#### Data listing ####

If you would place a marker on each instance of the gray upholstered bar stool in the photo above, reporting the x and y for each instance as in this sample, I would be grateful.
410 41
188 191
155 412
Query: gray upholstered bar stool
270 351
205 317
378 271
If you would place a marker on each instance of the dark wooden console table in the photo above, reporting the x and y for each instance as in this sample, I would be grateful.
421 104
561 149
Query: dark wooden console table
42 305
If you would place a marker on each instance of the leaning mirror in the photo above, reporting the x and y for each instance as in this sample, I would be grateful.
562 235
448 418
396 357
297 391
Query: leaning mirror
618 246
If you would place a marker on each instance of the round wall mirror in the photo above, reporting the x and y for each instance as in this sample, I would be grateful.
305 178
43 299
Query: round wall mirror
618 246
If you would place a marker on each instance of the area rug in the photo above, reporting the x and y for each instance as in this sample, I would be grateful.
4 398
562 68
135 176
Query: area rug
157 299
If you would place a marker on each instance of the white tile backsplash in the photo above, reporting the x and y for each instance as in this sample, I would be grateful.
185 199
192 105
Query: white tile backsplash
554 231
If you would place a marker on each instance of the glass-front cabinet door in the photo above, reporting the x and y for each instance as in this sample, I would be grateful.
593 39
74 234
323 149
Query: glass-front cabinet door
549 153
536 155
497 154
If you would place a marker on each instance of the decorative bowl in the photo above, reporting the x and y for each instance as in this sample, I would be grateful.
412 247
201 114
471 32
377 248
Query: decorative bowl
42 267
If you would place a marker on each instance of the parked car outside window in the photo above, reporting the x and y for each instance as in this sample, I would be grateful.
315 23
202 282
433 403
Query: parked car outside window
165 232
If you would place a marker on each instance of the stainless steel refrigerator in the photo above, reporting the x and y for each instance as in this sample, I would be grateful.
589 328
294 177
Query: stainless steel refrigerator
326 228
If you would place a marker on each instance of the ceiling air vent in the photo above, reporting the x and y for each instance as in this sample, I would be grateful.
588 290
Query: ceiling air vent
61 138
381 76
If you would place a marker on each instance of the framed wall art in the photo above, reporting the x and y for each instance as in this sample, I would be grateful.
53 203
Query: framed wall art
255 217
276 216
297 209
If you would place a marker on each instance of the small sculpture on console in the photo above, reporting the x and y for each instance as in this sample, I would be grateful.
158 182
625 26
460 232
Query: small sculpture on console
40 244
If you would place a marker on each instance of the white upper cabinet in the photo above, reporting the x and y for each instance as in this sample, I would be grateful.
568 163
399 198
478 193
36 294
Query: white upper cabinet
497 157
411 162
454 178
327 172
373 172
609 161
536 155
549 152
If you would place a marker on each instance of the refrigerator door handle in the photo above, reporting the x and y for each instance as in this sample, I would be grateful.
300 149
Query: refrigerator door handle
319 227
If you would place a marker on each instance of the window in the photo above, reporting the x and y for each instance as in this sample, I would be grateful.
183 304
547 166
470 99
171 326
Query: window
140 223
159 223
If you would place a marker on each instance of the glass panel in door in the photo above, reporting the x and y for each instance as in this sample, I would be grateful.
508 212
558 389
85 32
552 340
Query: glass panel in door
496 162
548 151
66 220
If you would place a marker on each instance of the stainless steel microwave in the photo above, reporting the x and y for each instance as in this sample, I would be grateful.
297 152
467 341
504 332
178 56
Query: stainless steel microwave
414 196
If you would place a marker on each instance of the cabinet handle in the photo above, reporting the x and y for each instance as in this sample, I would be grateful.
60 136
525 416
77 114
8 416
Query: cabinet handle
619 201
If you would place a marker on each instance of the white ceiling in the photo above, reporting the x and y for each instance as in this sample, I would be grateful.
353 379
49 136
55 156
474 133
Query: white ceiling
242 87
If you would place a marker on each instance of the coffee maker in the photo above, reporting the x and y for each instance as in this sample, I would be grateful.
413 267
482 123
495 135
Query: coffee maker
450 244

####

Work instruction: Your task is to transcribe all of the entries word for word.

Answer to this task:
If you would place a marker on each instance of the gray upholstered bar stool in the photo above, reporting the x and y for each instance as in this sample, I would be grateful.
410 41
188 191
155 412
Query: gray upholstered bar stool
270 351
205 317
378 271
If you would place a marker on each instance of the dark wooden console table in the photo above, reporting the x and y for each instance as in this sample, I would be grateful.
421 104
561 149
Query: dark wooden console table
42 305
If you would place a marker on each instance of the leaning mirror in the photo above, reporting the x and y for each instance as in this sample, I would be grateful.
562 235
448 418
396 357
297 391
Query: leaning mirror
618 246
If you would place a marker on each instance of the round wall mirror in the photo above, reporting the x and y for each instance as in this sample, I would be grateful.
305 178
43 299
Query: round wall mirror
618 246
If you would place a marker on each instance of the area rug in the photo above, reporting the x and y for each instance as in this sample, I would be grateful.
4 398
562 68
135 176
Query: area rug
157 299
If you would place a marker on each instance of the white tile backsplash in the photo above, reporting the x and y for each instance as in this sample, I would be grateful.
185 199
192 105
Query: white tile backsplash
554 231
If you would place a marker on each instance of the glass-front cabinet door in the photo above, reporting the x and y for each instance as in this sample, I would be grateful.
593 39
74 234
323 149
Query: glass-front cabinet door
549 153
536 155
497 154
If you would place a marker on each instance of the decorative bowl in the photo above, reporting the x and y for each instance as in this sample, I would be grateful.
412 247
201 114
471 32
377 248
Query: decorative bowl
42 267
If you would place a marker on each instance of the parked car outside window in the photo above, reporting the x and y for each instance as in this sample, I would be grateful.
315 23
202 282
433 403
Query: parked car outside window
165 232
If you would place a marker on each instance of the stainless steel refrigerator in the photo above, reporting the x and y for each instance as in this sample, I would be grateful.
589 328
294 177
Query: stainless steel refrigerator
326 228
If you would place a marker on each instance of the ceiling air vent in the photo above, reporting the x and y for each instance as in this sample, I would be grateful.
588 290
Query: ceiling air vent
61 138
381 76
If you would place a marker on each instance of the framed wall art in the photo above, reporting the x and y for each instance as in this sample, I would be grateful.
53 203
Query: framed wall art
255 217
276 216
297 209
If you would place a marker on each instance of the small sculpture on console in the photo above, reporting the x and y for each instance as in this sample, I would be grateful.
158 182
625 26
460 232
Query: small sculpture on console
40 244
If you would place a marker on each instance of the white upper cabinet in the photo above, reporting the x and y for each instance as in this sample, I would be grateful.
568 163
399 198
478 193
36 294
Query: white upper cabinet
497 157
411 162
454 178
327 172
373 172
609 161
536 155
549 152
If you would place a marker on each instance of the refrigerator door handle in the photo above, reporting the x and y for each instance as in this sample, I would be grateful.
300 149
Query: refrigerator door handle
319 227
If you would place a marker on each instance of the window in the photo above, reporting the x and y for each instance as in this sample, I would be grateful.
183 304
547 166
470 99
171 326
Query: window
140 223
159 223
If you would place a marker on each instance of the glass panel in door in the photo above, reporting the x and y for each instance as in this sample, I would be grateful.
508 212
558 389
85 32
552 340
Query: glass panel in door
496 162
548 151
66 220
If you would place a marker on each instance of the stainless steel microwave in the photo above, reporting the x and y for each instance as in this sample, I would be grateful.
297 152
467 341
504 332
178 56
Query: stainless steel microwave
414 196
If you would place a marker on each instance of the cabinet handle in the photo above, reporting the x and y for each instance as in this sample, I would be grateful.
60 136
525 416
77 114
8 416
Query: cabinet handle
619 201
If you would place a marker on each instance of the white ceiling in the photo above, reporting the x and y for each instance as in this sample, I would be grateful.
353 379
49 136
55 156
474 133
Query: white ceiling
242 87
If you would place a marker on each instance of the coffee maker in the photo above, reporting the x and y for each instance as in this sample, I would be grateful.
413 267
482 123
495 135
Query: coffee maker
450 244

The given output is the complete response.